» **Saved entries**:
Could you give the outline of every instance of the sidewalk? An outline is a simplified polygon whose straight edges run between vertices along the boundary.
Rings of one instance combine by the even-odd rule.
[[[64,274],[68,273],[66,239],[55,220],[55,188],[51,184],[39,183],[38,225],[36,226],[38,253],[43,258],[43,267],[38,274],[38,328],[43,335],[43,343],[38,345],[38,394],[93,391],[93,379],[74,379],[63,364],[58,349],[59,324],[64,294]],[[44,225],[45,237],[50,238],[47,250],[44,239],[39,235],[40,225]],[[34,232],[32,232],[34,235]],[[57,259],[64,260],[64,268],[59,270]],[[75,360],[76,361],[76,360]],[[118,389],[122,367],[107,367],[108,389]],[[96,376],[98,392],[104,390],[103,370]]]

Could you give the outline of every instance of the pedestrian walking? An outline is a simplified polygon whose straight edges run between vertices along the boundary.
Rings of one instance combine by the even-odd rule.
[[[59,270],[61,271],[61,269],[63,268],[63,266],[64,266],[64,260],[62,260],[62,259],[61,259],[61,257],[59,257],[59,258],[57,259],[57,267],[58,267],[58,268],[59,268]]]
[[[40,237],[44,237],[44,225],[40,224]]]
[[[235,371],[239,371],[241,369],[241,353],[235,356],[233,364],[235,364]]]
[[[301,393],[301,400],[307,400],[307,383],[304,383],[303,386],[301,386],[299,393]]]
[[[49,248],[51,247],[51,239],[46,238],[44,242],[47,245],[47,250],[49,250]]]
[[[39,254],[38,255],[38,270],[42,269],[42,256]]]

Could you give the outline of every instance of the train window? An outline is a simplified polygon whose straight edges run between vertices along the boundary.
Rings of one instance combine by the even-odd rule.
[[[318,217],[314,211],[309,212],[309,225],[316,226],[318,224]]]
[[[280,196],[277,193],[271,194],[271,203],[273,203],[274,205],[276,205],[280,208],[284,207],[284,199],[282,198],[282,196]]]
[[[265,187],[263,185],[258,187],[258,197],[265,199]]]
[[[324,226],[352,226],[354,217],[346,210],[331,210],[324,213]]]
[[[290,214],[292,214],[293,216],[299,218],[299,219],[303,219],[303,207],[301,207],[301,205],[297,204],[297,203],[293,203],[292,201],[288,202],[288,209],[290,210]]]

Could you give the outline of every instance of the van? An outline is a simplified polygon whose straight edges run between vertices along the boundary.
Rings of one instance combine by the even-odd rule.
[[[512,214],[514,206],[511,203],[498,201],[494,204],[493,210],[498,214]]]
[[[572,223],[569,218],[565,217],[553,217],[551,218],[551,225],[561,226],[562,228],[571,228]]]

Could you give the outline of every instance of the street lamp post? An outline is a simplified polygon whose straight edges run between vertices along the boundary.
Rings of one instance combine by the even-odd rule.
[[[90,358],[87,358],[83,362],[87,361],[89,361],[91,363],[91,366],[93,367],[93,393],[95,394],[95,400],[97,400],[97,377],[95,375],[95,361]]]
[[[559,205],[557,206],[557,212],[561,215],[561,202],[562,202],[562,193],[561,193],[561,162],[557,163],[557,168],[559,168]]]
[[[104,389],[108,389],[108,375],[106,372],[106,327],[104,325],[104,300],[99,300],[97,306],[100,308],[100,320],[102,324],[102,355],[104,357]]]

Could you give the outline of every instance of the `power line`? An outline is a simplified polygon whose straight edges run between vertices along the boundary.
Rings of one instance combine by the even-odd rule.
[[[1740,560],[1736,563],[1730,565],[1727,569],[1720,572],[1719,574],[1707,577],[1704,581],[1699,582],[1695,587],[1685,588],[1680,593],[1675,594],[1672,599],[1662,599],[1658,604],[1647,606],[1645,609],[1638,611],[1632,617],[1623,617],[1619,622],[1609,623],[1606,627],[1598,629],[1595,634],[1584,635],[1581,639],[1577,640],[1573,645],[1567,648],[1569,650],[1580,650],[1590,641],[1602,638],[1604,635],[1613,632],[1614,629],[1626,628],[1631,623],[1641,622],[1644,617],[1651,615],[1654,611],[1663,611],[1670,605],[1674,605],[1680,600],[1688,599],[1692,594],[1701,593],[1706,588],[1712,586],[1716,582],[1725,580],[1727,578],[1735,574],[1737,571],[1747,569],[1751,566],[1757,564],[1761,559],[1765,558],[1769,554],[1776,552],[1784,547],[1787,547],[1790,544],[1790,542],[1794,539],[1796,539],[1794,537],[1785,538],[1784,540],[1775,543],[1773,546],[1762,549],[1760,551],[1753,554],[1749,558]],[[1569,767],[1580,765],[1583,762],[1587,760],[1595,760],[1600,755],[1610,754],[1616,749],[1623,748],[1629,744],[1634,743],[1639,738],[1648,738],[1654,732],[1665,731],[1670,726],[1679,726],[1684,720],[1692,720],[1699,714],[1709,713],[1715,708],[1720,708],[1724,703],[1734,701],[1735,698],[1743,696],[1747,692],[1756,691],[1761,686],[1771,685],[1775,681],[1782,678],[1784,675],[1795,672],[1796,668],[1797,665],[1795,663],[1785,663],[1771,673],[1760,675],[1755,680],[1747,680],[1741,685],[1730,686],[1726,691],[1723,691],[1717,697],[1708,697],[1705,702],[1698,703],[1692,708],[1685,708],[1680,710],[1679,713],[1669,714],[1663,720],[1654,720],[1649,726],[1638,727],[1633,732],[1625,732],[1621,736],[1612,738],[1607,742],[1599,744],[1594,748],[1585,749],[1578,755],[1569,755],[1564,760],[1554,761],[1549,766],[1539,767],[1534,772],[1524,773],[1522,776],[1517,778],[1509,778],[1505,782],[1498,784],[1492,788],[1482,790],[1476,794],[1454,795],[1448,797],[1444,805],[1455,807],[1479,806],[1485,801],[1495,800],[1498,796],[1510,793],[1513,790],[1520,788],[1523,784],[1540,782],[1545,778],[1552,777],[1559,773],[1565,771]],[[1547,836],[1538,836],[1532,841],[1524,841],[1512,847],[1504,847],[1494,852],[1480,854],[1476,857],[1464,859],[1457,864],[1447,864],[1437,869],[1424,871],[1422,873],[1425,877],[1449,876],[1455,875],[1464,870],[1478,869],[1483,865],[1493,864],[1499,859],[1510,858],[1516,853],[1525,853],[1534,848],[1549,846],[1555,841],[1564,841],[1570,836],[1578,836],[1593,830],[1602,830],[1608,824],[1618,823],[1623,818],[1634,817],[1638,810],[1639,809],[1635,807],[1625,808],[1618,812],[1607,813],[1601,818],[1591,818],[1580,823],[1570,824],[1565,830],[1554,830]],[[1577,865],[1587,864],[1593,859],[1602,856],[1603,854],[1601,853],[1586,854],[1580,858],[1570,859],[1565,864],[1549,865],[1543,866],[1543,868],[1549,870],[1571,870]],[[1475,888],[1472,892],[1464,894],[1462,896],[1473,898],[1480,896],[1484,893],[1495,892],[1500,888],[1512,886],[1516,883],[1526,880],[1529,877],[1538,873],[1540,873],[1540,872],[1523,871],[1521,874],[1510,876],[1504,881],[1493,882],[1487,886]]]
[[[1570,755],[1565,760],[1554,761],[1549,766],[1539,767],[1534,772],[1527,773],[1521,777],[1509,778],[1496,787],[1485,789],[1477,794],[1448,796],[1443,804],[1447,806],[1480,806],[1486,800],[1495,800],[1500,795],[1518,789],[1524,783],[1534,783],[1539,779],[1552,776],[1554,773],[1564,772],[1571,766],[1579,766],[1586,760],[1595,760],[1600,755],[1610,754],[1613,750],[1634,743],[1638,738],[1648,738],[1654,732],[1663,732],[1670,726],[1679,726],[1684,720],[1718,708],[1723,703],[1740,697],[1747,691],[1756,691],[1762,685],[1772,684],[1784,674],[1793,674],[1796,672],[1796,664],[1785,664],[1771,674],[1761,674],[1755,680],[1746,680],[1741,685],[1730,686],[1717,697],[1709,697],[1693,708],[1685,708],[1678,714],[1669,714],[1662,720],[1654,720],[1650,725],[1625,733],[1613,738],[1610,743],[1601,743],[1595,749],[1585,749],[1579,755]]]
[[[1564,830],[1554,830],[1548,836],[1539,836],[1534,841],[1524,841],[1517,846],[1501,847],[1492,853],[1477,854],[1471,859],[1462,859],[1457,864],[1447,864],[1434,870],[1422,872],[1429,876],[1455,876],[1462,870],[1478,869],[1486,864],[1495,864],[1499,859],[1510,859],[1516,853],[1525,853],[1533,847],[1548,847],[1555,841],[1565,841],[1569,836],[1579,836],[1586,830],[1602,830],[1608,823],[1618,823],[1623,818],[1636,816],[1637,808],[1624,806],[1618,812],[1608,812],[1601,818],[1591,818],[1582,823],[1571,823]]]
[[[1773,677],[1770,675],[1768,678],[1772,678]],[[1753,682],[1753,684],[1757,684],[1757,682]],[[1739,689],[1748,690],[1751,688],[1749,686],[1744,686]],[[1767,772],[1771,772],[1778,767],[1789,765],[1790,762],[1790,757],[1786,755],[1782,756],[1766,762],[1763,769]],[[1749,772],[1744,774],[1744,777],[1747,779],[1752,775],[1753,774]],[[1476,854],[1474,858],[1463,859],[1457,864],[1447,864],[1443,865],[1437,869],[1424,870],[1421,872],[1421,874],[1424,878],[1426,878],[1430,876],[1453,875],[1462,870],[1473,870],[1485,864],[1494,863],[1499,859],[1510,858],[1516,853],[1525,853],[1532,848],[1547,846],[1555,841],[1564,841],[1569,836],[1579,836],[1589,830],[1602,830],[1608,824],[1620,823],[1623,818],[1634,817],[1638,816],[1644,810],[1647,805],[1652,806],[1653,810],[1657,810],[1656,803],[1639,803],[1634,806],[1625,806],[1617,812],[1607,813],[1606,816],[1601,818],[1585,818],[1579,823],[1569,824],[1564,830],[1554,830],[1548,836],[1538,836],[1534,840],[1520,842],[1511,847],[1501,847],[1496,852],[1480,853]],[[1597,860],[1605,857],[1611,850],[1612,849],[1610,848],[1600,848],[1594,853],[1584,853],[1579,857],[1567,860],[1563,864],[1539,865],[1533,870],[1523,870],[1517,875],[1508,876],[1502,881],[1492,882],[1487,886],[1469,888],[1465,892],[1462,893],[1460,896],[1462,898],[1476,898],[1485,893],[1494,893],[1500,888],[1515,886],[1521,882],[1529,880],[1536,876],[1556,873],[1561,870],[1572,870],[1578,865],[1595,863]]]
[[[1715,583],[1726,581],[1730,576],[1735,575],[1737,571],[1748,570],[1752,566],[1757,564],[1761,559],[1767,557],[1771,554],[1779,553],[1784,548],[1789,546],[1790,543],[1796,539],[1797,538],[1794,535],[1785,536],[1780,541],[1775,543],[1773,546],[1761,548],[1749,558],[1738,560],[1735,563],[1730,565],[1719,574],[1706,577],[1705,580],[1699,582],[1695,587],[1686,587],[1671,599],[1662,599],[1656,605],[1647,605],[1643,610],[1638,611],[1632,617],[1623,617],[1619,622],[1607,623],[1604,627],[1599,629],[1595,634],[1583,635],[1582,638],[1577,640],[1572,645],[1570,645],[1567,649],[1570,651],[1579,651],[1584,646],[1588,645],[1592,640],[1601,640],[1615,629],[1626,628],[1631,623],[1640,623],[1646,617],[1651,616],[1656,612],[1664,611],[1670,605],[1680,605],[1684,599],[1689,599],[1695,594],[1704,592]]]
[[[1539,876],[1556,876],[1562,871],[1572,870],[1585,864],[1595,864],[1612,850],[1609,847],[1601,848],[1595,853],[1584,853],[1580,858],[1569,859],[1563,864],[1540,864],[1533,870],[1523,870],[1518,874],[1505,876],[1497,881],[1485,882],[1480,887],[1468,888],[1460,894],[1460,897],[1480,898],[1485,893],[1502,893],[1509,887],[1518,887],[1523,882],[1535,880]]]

» **Task**: Please count the lines in the records that contain "whose" and reply with the count alone.

» **Task result**: 6